Prompt:
Repeat every record below exactly, but leave out any pictures.

Material provided:
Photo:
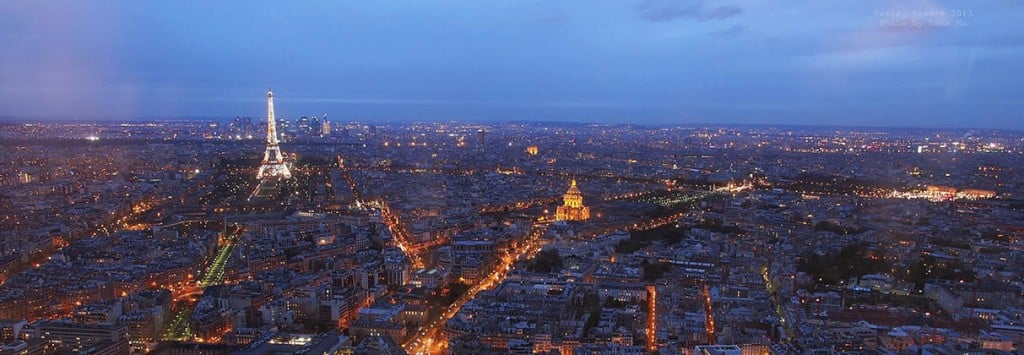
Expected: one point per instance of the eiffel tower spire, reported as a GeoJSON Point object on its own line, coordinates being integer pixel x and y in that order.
{"type": "Point", "coordinates": [273, 161]}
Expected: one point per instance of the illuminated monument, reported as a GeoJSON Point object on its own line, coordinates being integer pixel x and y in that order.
{"type": "Point", "coordinates": [572, 209]}
{"type": "Point", "coordinates": [273, 162]}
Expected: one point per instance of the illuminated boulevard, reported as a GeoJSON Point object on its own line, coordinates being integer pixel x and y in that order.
{"type": "Point", "coordinates": [184, 301]}
{"type": "Point", "coordinates": [429, 339]}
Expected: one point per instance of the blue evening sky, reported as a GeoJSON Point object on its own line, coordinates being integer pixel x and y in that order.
{"type": "Point", "coordinates": [916, 62]}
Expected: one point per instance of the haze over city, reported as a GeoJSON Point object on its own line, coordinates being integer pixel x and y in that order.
{"type": "Point", "coordinates": [670, 177]}
{"type": "Point", "coordinates": [918, 63]}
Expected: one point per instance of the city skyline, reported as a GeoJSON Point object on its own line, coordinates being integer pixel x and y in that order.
{"type": "Point", "coordinates": [921, 63]}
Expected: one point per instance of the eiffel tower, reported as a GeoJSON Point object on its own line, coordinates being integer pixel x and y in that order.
{"type": "Point", "coordinates": [273, 161]}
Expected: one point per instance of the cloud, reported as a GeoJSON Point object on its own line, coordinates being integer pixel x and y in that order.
{"type": "Point", "coordinates": [731, 32]}
{"type": "Point", "coordinates": [665, 10]}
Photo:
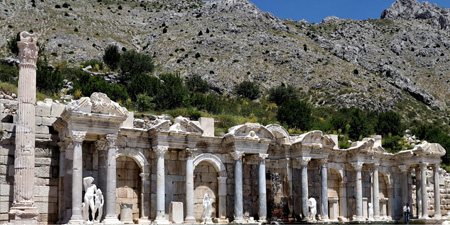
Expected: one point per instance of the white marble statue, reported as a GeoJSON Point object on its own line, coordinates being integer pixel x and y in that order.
{"type": "Point", "coordinates": [207, 208]}
{"type": "Point", "coordinates": [312, 208]}
{"type": "Point", "coordinates": [99, 201]}
{"type": "Point", "coordinates": [93, 199]}
{"type": "Point", "coordinates": [370, 211]}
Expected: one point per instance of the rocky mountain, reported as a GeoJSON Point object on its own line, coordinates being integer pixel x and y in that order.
{"type": "Point", "coordinates": [377, 64]}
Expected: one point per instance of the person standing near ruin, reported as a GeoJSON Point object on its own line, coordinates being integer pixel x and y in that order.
{"type": "Point", "coordinates": [406, 211]}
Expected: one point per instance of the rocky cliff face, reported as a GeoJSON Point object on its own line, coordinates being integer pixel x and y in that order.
{"type": "Point", "coordinates": [373, 64]}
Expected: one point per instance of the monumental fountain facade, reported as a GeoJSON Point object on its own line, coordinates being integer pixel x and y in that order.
{"type": "Point", "coordinates": [156, 170]}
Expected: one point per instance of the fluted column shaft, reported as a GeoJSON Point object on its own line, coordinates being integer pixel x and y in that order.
{"type": "Point", "coordinates": [423, 171]}
{"type": "Point", "coordinates": [324, 189]}
{"type": "Point", "coordinates": [304, 170]}
{"type": "Point", "coordinates": [238, 198]}
{"type": "Point", "coordinates": [77, 176]}
{"type": "Point", "coordinates": [262, 188]}
{"type": "Point", "coordinates": [376, 193]}
{"type": "Point", "coordinates": [24, 209]}
{"type": "Point", "coordinates": [359, 211]}
{"type": "Point", "coordinates": [437, 194]}
{"type": "Point", "coordinates": [160, 184]}
{"type": "Point", "coordinates": [189, 186]}
{"type": "Point", "coordinates": [111, 170]}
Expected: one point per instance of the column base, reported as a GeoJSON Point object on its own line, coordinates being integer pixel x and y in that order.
{"type": "Point", "coordinates": [111, 220]}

Response for this exercise:
Photo:
Expected: one point per instance of the eiffel tower spire, reported as a GeoJSON Point object on its own line, coordinates being integer pixel x and y in that order.
{"type": "Point", "coordinates": [273, 161]}
Expected: one point per instance of the illuminated monument, reported as a GeoJSON Point object on its own line, coordinates being integer pixel x and y in that order.
{"type": "Point", "coordinates": [572, 209]}
{"type": "Point", "coordinates": [273, 162]}
Expected: one point per instance of the illuminated boulevard, reported as a GeoJSON Point object on its own line, coordinates being integer pixel x and y in that order.
{"type": "Point", "coordinates": [184, 301]}
{"type": "Point", "coordinates": [429, 339]}
Expected: one point per instance of the blue evening sky, reported as a GeoJSON Point object on its own line, coordinates being integer pixel x and y in that order.
{"type": "Point", "coordinates": [916, 62]}
Expected: one point per instance of the haze over city, reported as a GeoJSON Point object on its own line, coordinates being integer pixel x and y in that order.
{"type": "Point", "coordinates": [670, 177]}
{"type": "Point", "coordinates": [918, 63]}
Expected: one point per instance of the city skyline, reported as a GeoJSON Point object on its own line, coordinates being integer pixel x and y in that order.
{"type": "Point", "coordinates": [921, 63]}
Expected: one point per instance of the eiffel tower, reported as a GeoJSON Point object on its own line, coordinates being integer pixel x and y in that order.
{"type": "Point", "coordinates": [273, 161]}
Expected: one point per instance of the cloud, reported as a GeoJSON Point object on its own line, coordinates being integer pixel x and y in that order.
{"type": "Point", "coordinates": [731, 32]}
{"type": "Point", "coordinates": [665, 10]}
Photo:
Expected: one point per instance of the white marble statue, reported as a GeoJSON Point object on its own line, coordinates being integer pixel x and y in that order.
{"type": "Point", "coordinates": [207, 208]}
{"type": "Point", "coordinates": [312, 208]}
{"type": "Point", "coordinates": [99, 201]}
{"type": "Point", "coordinates": [93, 199]}
{"type": "Point", "coordinates": [370, 211]}
Expected: one point per instance of the rocky mountain, reported as a GeoJSON Point object on its own line, coordinates being integer pixel x and y in that order.
{"type": "Point", "coordinates": [377, 64]}
Expected: one point per instance of the person standing near ruin, reported as a GeoJSON Point object on its own line, coordinates being integer pixel x and y in that order.
{"type": "Point", "coordinates": [406, 211]}
Expected: one point per instance of the rocky cliff face, reported as a GeoJSON Point object on its own line, coordinates being integer pixel x and y in that order.
{"type": "Point", "coordinates": [373, 64]}
Expected: one point per instance of the monumental fountain facade, reported as a GeoJSON Point object on its own line, coordinates being integer pixel x and y in that order.
{"type": "Point", "coordinates": [156, 170]}
Expected: one point per instance of the fluted column shaft, reported as a GeoJSON Point object on its own line, coordinates being integer pixel x and y in that order.
{"type": "Point", "coordinates": [423, 171]}
{"type": "Point", "coordinates": [324, 189]}
{"type": "Point", "coordinates": [304, 170]}
{"type": "Point", "coordinates": [238, 198]}
{"type": "Point", "coordinates": [77, 176]}
{"type": "Point", "coordinates": [262, 188]}
{"type": "Point", "coordinates": [376, 193]}
{"type": "Point", "coordinates": [24, 209]}
{"type": "Point", "coordinates": [359, 211]}
{"type": "Point", "coordinates": [437, 194]}
{"type": "Point", "coordinates": [160, 184]}
{"type": "Point", "coordinates": [189, 186]}
{"type": "Point", "coordinates": [111, 170]}
Expected: one point per instance of the column base, reported as a GeoJSON Point object on its own line, coordinates being integer pixel x and y in that order.
{"type": "Point", "coordinates": [111, 220]}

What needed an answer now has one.